_Exercise brief_
In the review of Jennifer Lunden's American Breakdown, what is the English translation of the Swedish diagnosis "utmattningssyndrom"?
───── Text provided ─────
The Boomerang

Understand history. Understand the world.

To Undo What Is Done. A Review of Jennifer Lunden’s AMERICAN BREAKDOWN

In October 2023, it will have been twenty years since I was diagnosed with burn out. My doctor placed me on medical leave for at least six months and told me I was only allowed to do two things: rest and go to therapy.

It felt as if my life had fallen apart. In fact, my life had been falling apart (or maybe, it never really came together) for a long time, but it wasn’t until my body had had enough that I realized what state I was in.

In Swedish, my diagnosis is called “utmattningssyndrom,” which translates as “fatigue syndrome.” My case was so severe that for those first six months, I had no problem following the doctor’s orders. I was incapable of doing anything but rest and go to therapy. I didn’t have the strength to work, I didn’t have the strength to think, and I didn’t have the strength to exercise. In fact, exercise made things worse. I was out of breath and ready to collapse after walking less than a mile.

After those first six months, I was still in bad shape, but I agreed to start easing my way back into work. Working for an NGO run by a friend of mine, during the first few months, I was at the office one day a week for two hours, and was wiped out. Slowly but surely, I increased my hours and days until I was back to full time.

On the surface, that might seem as if I was fully recovered. But with burn out, you are never completely restored. Relapse lures behind every corner. For some, medication is the solution. For me, it is Cognitive Behavioral Therapy (CBT), the techniques of which I practice every day.

In her memoir American Breakdown. Our Ailing Nation, My Body’s Revolt, and the Nineteenth-Century Woman Who Brought Me Back to Life (Harper Wave, 2023), Jennifer Lunden chronicles her life living with Myalgic encephalomyelitis or Chronic Fatigue Syndrome (ME/CFS), possibly triggered by a mono infection. A young woman on the cusp of adulthood and a life of her own, Lunden began suffering from an inexplicable exhaustion beyond description. It was as if her body took on a will of its own, a will that went against what Lunden herself wanted.

Seeking help, Lunden turned to medicine and social services, but found that she was unable to locate the help she needed. The turning point in her quest to understanding what was happening to her was the discovery of the diary of Alice James (1848–1892), sister of novelist Henry James, who suffered from a mysterious illness that defied diagnosis. Here was a woman who spoke across the century that separated them, revealing to Lunden that the situation she was in was greater than herself with a much longer history than she had anticipated.
───── Dataset ─────
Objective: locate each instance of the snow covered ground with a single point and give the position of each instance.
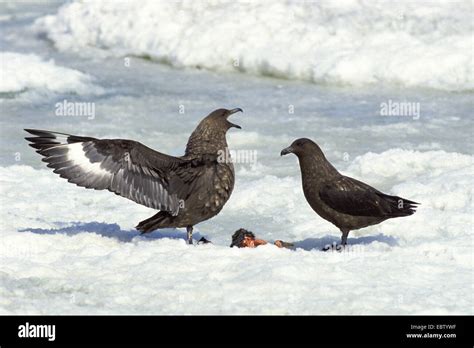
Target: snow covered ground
(64, 249)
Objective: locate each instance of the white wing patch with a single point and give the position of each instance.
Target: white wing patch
(78, 157)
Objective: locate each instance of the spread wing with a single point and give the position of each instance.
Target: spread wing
(125, 167)
(352, 197)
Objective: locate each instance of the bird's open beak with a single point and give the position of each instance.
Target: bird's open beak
(286, 151)
(233, 111)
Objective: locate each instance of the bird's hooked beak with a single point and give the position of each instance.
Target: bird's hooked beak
(286, 151)
(233, 111)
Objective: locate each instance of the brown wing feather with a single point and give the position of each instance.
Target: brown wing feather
(352, 197)
(125, 167)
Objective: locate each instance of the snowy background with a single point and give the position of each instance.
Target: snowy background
(319, 70)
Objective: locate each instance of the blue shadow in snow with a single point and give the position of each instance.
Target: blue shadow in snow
(321, 243)
(111, 231)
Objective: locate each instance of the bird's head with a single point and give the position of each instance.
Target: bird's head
(219, 119)
(301, 147)
(210, 135)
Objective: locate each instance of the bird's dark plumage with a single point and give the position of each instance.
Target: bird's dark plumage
(187, 190)
(346, 202)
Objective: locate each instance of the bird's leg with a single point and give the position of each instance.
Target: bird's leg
(189, 234)
(345, 233)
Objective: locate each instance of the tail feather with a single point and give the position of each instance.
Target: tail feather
(159, 220)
─────
_Expected output_
Fatigue syndrome.